Aim: Copy out each of the lines that follow, character for character, with nothing changed.

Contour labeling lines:
* begin *
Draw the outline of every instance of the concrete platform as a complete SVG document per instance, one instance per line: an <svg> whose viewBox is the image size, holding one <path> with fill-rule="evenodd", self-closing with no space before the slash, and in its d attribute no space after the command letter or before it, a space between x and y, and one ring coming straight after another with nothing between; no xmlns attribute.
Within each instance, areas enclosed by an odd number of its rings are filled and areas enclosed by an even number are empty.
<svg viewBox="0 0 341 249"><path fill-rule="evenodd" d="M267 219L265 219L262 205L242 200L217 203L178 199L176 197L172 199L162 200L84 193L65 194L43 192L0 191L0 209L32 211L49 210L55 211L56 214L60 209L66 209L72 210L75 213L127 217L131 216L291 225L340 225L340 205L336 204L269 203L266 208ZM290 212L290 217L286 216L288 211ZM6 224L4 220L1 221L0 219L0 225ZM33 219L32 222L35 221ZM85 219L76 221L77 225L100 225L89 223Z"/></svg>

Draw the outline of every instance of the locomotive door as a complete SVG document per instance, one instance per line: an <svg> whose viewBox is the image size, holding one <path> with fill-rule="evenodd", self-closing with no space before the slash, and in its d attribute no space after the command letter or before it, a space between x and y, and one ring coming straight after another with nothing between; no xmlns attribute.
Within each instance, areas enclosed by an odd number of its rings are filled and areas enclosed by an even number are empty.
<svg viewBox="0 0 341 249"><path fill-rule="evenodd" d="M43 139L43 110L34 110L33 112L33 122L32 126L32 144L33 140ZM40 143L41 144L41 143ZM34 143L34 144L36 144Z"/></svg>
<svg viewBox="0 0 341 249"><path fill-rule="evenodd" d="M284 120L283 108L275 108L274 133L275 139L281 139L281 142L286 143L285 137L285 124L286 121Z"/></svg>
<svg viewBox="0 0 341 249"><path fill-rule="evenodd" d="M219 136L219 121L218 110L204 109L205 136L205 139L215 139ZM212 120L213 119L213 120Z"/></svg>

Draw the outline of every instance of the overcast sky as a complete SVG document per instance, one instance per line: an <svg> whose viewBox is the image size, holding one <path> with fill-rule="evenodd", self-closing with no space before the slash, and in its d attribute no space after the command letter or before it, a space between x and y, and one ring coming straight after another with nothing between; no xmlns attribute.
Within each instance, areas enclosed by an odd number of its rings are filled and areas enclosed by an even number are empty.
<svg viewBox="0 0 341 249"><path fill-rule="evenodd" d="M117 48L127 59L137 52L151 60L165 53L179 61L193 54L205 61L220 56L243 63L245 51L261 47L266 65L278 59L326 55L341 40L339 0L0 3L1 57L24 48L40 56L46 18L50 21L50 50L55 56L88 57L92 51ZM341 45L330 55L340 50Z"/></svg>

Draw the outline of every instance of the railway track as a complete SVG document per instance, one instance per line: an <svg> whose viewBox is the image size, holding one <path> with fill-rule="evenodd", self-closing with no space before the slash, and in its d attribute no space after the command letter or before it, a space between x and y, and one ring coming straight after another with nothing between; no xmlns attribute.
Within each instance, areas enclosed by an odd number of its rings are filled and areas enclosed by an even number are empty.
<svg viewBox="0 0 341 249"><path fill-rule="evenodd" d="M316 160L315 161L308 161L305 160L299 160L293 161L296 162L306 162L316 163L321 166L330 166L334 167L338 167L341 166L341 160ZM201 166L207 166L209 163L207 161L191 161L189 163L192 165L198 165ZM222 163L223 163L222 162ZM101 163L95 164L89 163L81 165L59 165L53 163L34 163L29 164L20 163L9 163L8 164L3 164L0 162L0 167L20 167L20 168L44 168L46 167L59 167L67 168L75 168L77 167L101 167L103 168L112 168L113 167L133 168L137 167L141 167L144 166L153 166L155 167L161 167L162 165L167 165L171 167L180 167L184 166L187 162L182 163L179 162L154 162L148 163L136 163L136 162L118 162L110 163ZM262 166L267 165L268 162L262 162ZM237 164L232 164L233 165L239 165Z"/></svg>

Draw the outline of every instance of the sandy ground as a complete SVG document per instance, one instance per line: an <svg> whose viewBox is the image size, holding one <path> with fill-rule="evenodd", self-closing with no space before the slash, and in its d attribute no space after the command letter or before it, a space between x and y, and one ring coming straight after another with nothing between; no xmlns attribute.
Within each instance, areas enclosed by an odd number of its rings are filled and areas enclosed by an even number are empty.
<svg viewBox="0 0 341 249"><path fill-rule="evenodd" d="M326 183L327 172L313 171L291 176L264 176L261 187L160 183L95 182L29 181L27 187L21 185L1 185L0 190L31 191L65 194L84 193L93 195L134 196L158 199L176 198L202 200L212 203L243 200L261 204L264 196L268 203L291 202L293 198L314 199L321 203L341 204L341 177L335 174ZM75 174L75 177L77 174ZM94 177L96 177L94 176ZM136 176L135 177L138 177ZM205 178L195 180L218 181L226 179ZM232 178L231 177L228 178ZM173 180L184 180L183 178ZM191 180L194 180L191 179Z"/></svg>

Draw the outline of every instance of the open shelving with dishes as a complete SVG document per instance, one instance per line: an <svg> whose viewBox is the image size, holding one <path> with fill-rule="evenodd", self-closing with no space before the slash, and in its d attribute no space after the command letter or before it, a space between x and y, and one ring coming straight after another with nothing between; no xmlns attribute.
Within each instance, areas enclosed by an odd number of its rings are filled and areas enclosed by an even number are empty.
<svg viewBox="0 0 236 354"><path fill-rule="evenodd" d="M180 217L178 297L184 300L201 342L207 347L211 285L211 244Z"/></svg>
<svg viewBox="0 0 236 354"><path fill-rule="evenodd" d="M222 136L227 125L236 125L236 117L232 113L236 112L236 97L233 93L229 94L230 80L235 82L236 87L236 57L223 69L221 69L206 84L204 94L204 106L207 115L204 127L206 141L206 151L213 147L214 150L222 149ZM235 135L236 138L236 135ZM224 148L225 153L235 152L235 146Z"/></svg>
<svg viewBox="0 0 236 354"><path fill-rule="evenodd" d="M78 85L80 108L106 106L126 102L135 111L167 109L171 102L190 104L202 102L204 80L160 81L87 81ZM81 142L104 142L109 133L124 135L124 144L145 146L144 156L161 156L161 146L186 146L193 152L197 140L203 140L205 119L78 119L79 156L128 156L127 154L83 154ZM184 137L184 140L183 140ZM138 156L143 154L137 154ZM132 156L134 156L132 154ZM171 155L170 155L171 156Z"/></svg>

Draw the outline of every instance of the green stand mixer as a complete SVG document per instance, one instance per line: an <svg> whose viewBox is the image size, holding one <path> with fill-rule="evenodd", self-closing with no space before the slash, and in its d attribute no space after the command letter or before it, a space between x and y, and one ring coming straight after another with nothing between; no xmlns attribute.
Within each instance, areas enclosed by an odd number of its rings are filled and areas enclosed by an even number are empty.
* end *
The response:
Draw the outline of every instance of the concrete platform as a complete SVG document per instance, one instance per line: an <svg> whose viewBox is the image size, holding one <path> with fill-rule="evenodd", self-closing with no space before the slash, and in its d attribute no space after the command letter or before it, a space between x and y, and one ring coming straight after another with nothing between; no xmlns attribute.
Within each instance, areas enclosed by an odd number of its rings are filled and areas enclosed by an even number are empty.
<svg viewBox="0 0 341 249"><path fill-rule="evenodd" d="M267 219L265 219L262 205L242 200L217 203L178 199L176 197L172 199L162 200L84 193L65 194L43 192L0 191L0 209L32 211L49 210L55 211L56 214L60 209L66 209L72 210L75 213L127 217L131 216L291 225L340 225L340 205L336 204L269 203L266 208ZM290 212L290 217L286 216L288 211ZM6 224L4 220L1 221L0 219L0 225ZM33 219L32 222L35 221ZM85 219L76 221L77 225L100 225L89 223Z"/></svg>

Draw the outline of every instance of the locomotive door as a complete SVG document per instance, one instance per line: an <svg> whose viewBox is the image size, holding one <path> with fill-rule="evenodd", self-closing with no space before the slash, and in its d attribute no space after the command letter or before it, a space between x and y, and one ring coming straight after another with nothing between; no xmlns attribute.
Within each instance, areas enclosed by an odd number of its rings are filled and areas enclosed by an even number are empty.
<svg viewBox="0 0 341 249"><path fill-rule="evenodd" d="M43 139L43 110L34 110L33 112L33 122L32 126L32 144L33 140ZM40 143L41 144L41 143ZM34 143L34 144L36 144Z"/></svg>
<svg viewBox="0 0 341 249"><path fill-rule="evenodd" d="M284 120L283 108L275 108L274 133L275 139L281 139L281 142L286 143L285 137L285 124L286 121Z"/></svg>
<svg viewBox="0 0 341 249"><path fill-rule="evenodd" d="M219 136L219 121L218 110L204 109L205 136L205 139L215 139ZM212 120L213 119L213 120Z"/></svg>

Draw the outline of every instance of the overcast sky as a complete SVG document per instance, one instance per line: an <svg> whose viewBox is the image size, holding one <path> with fill-rule="evenodd", self-closing with no space before the slash, and in its d attribute no space after the command letter or before it, a space between x and y, and one ring coming straight after another with nothing between; no xmlns attribute.
Within each instance, areas enclosed by an odd number of its rings are filled and areas enclosed by an even number are empty.
<svg viewBox="0 0 341 249"><path fill-rule="evenodd" d="M117 48L127 59L137 52L151 60L165 53L179 61L193 54L205 61L220 56L243 63L245 51L261 47L266 65L278 59L326 55L341 40L339 0L0 3L1 57L24 48L40 56L46 18L50 21L50 50L55 56L88 57L92 51ZM341 45L330 55L340 50Z"/></svg>

Draw the outline of every instance of the railway track as a complete SVG document per instance, one instance per line: an <svg> whose viewBox is the image size, holding one <path> with fill-rule="evenodd", self-closing with no space before the slash, and in its d attribute no space after the command letter or before it, a space between x and y, and one ring coming straight after another with nothing between; no xmlns attribute.
Within each instance, areas enclosed by an odd number of its rings are filled and areas enclosed by an even number are empty.
<svg viewBox="0 0 341 249"><path fill-rule="evenodd" d="M316 160L315 161L308 161L305 160L299 160L293 161L296 162L306 162L316 163L321 166L330 166L334 167L338 167L341 166L341 160ZM201 166L207 166L209 163L207 161L191 161L189 163L192 165L198 165ZM222 163L223 163L222 162ZM101 163L95 164L89 163L81 165L59 165L53 163L34 163L29 164L20 163L9 163L8 164L3 164L0 162L0 167L20 167L20 168L44 168L46 167L59 167L67 168L75 168L77 167L101 167L103 168L112 168L113 167L133 168L137 167L141 167L144 166L153 166L155 167L161 167L162 165L167 165L171 167L180 167L184 166L187 162L182 163L179 162L154 162L148 163L136 163L136 162L118 162L110 163ZM262 166L267 165L268 162L262 162ZM237 164L232 164L233 165L239 165Z"/></svg>

Draw the outline of every instance of the sandy ground as a complete SVG document per instance, one instance per line: an <svg> whose viewBox is the image size, holding one <path> with fill-rule="evenodd", self-closing with no space before the slash, and in its d attribute no space after the command letter or before it, a space between x and y, and one ring coming straight after another with nothing between; no xmlns attribute.
Within each instance, areas enclosed by an odd number of its rings are filled and areas enclosed by an even number are empty.
<svg viewBox="0 0 341 249"><path fill-rule="evenodd" d="M326 183L327 172L313 171L291 176L264 176L261 187L160 183L95 182L29 181L27 187L21 185L1 185L0 190L31 191L65 194L84 193L93 195L134 196L158 199L176 198L202 200L212 203L243 200L261 204L264 196L268 203L291 202L293 198L314 199L321 203L341 204L341 177L335 174ZM75 174L75 177L77 174ZM94 177L96 177L94 176ZM136 176L135 177L138 177ZM205 178L195 180L218 181L226 179ZM232 178L231 177L228 178ZM173 180L184 180L183 178ZM191 180L194 180L191 179Z"/></svg>

Draw the outline of every instance of the open shelving with dishes as a complete SVG document per instance, one instance per line: an <svg> whose viewBox is the image size, holding one <path> with fill-rule="evenodd", self-closing with no space before the slash, and in its d attribute no space after the command letter or before it, a space between x and y, and one ring coming straight after another with nothing between; no xmlns attribute.
Within each instance, areas enclosed by an odd number of its rings are filled and areas enclosed by an even number are empty.
<svg viewBox="0 0 236 354"><path fill-rule="evenodd" d="M180 217L178 297L184 300L201 342L207 347L211 285L211 244Z"/></svg>
<svg viewBox="0 0 236 354"><path fill-rule="evenodd" d="M222 136L227 125L236 125L236 117L232 113L236 112L236 97L233 93L229 94L230 80L235 82L236 87L236 57L223 69L221 69L206 84L204 94L204 106L207 115L204 127L206 141L206 151L213 147L214 150L222 149ZM235 135L236 138L236 135ZM224 148L225 153L235 152L235 146Z"/></svg>
<svg viewBox="0 0 236 354"><path fill-rule="evenodd" d="M78 85L80 108L106 106L126 102L135 111L167 109L171 102L190 104L202 102L204 80L160 81L87 81ZM81 142L104 142L109 133L124 135L124 144L145 146L144 156L161 156L161 146L186 146L193 152L197 140L203 140L205 119L78 119L79 156L128 156L127 154L83 154ZM184 137L184 140L183 140ZM138 156L143 154L137 154ZM132 156L134 156L132 154ZM171 155L170 155L171 156Z"/></svg>

Draw the outline of every instance of the green stand mixer as a complete SVG document per instance, one instance per line: an <svg> whose viewBox is the image size, holding one <path> with fill-rule="evenodd", self-closing with no space before the slash, and in its d attribute no space after the command letter or before it, a space between x and y, and one ring coming straight after another with nothing between; no xmlns attribute.
Within each instance, areas enclosed by an odd number of its rings are filled and areas enclosed by an even number are empty.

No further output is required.